Climate Change Research Section science is divided into four Research Objectives (ROs): 

Research Objective 1 (RO1) provides research themes that tie together the other three ROs in that RO1 uses state of the art modeling tools and machine learning (ML) methods to quantify the limits of predictability for different modes of variability involving the processes and mechanisms that contribute to the predictability of those modes on different timescales. Understanding the limits of predictability requires knowledge of processes and mechanisms that produce such modes of variability, and thus RO1 is the starting point for research in the other three ROs. All ultimately tie together to provide a comprehensive research plan to advance our fundamental knowledge of modes of variability and change in the Earth system. 

Research Objective 2 (RO2) targets interactions of modes of variability and the fundamental processes that underpin them using a hierarchy of models to do so. These connections are important to understand predictability in RO1, how modes of variability are represented in models, and how they react to changes in external forcing in RO3, and how modes of variability relate to weather and climate extremes in RO4. In RO2, we study, for example, interactions of MJO and ENSO, QBO and MJO, and IPO, ENSO and SAM. 

Research Objective 3 (RO3) follows research in RO1 related to limits of predictability of modes of variability, to RO2 where key processes involved with understanding and predicting modes of variability and their interactions are explored, RO3 then goes on to specifically evaluate and understand the model representation of modes of variability, their responses to external forcing, and connections to tipping points. Research Objective 4 (RO4) builds on the interconnected research in the first three ROs and addresses predictability and the processes and mechanisms of modes of variability related to high impact events and modes of variability. 

RO4 uses high resolution model simulations and ML techniques to better understand feedbacks and how extreme weather events interact with modes of variability at regional scales.

Excerpts from annotation records
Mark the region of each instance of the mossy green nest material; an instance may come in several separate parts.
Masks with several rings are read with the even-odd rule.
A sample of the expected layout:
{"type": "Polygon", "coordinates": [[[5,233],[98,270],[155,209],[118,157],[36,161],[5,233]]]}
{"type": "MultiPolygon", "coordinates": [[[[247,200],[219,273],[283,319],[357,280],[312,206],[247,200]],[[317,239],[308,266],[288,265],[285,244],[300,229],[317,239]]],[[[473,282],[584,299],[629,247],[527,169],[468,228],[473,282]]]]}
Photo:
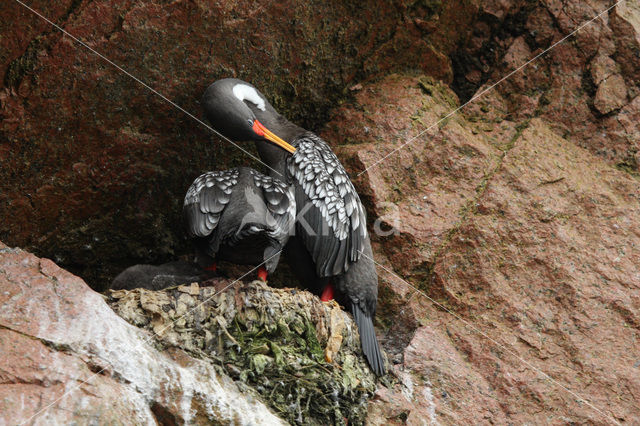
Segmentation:
{"type": "Polygon", "coordinates": [[[363,423],[375,376],[347,313],[306,291],[224,285],[118,290],[109,303],[163,347],[214,361],[289,422],[363,423]]]}

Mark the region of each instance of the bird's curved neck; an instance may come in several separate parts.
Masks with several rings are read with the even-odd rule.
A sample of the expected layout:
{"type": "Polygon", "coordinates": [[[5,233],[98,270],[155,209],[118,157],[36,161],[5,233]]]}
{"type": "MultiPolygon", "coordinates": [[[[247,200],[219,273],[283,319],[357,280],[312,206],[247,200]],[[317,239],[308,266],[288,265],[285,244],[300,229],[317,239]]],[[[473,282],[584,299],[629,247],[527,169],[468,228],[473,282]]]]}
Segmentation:
{"type": "MultiPolygon", "coordinates": [[[[302,127],[293,124],[280,114],[260,114],[260,112],[257,111],[256,118],[267,129],[271,130],[271,132],[275,133],[277,136],[293,146],[296,145],[296,138],[306,131],[302,127]]],[[[269,174],[272,177],[283,179],[285,176],[286,160],[291,154],[266,141],[256,141],[256,148],[258,149],[260,159],[278,172],[276,173],[273,170],[270,170],[269,174]]]]}

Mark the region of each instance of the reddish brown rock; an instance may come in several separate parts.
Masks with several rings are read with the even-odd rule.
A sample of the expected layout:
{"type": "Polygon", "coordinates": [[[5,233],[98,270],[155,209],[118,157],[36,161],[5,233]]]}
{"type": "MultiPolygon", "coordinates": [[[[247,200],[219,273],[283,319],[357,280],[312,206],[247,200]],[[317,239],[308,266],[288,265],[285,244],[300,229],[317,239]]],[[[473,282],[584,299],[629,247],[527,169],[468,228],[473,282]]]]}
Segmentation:
{"type": "Polygon", "coordinates": [[[0,423],[281,424],[231,379],[159,352],[78,277],[0,243],[0,423]]]}
{"type": "Polygon", "coordinates": [[[627,86],[620,74],[605,77],[596,92],[593,106],[601,114],[609,114],[627,104],[627,86]]]}
{"type": "MultiPolygon", "coordinates": [[[[465,2],[29,5],[197,117],[207,85],[236,76],[310,128],[360,79],[406,68],[450,78],[448,52],[473,17],[465,2]]],[[[0,238],[98,289],[132,263],[187,251],[190,182],[252,160],[17,2],[0,17],[0,238]]]]}
{"type": "Polygon", "coordinates": [[[618,120],[625,108],[636,113],[631,104],[640,93],[637,5],[621,2],[587,24],[612,4],[604,0],[479,3],[473,35],[455,54],[453,88],[462,99],[550,49],[495,87],[511,116],[543,117],[563,137],[638,173],[640,128],[618,120]],[[483,18],[483,13],[495,19],[483,18]],[[619,75],[601,86],[614,74],[619,75]]]}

__Instruction__
Copy the research objectives text starting with "Research Objective 2" and going on through "ENSO and SAM.", replacing "hierarchy" with "suite". These entries have no connection to the research objectives text.

__Full answer__
Research Objective 2 (RO2) targets interactions of modes of variability and the fundamental processes that underpin them using a suite of models to do so. These connections are important to understand predictability in RO1, how modes of variability are represented in models, and how they react to changes in external forcing in RO3, and how modes of variability relate to weather and climate extremes in RO4. In RO2, we study, for example, interactions of MJO and ENSO, QBO and MJO, and IPO, ENSO and SAM.